## Goal of the exercise
Once the line holding "Where can you find the dirt ground" appears, repeat it and each line after it to the end of the data, exactly and with nothing else; pictures stay out.

## Records for the exercise
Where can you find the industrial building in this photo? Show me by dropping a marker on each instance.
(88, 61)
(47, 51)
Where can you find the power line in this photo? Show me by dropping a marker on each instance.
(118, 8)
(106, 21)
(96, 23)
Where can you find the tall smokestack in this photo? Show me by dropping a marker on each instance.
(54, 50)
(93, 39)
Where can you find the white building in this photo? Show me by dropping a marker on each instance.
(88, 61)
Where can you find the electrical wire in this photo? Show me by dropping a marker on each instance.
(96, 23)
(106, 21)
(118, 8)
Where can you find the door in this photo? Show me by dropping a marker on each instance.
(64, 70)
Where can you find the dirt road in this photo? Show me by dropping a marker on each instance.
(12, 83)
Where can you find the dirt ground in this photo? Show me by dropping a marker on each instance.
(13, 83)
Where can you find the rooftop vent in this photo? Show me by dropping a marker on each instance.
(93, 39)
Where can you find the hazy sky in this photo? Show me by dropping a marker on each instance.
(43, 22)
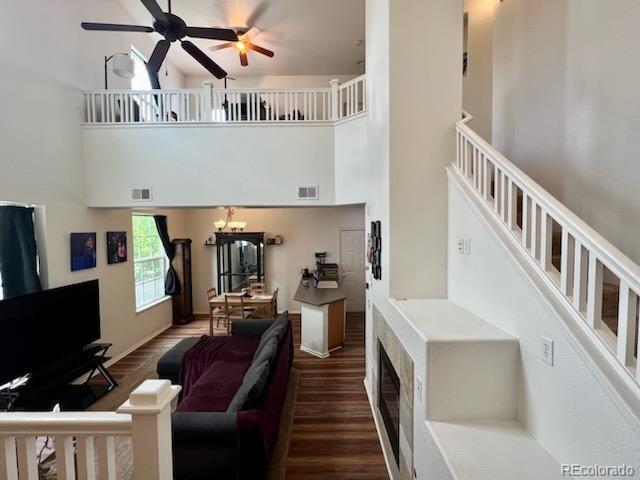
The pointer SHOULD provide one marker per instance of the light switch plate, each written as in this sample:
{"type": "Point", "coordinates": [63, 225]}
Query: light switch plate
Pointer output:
{"type": "Point", "coordinates": [546, 350]}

## Written solution
Where can you find the dirt ground in this photo? Show me by dropping a marker on each instance.
(13, 83)
Where can you find the rooftop vent in this photo? Show me by dropping a marker on each instance.
(93, 39)
Where can you find the hazy sky in this photo? Show me by dropping a marker on each instance.
(43, 22)
The pointer SHOULD provide one marker per instance of the light switch plate, each written as in this sample:
{"type": "Point", "coordinates": [63, 225]}
Query: light switch plate
Pointer output:
{"type": "Point", "coordinates": [546, 350]}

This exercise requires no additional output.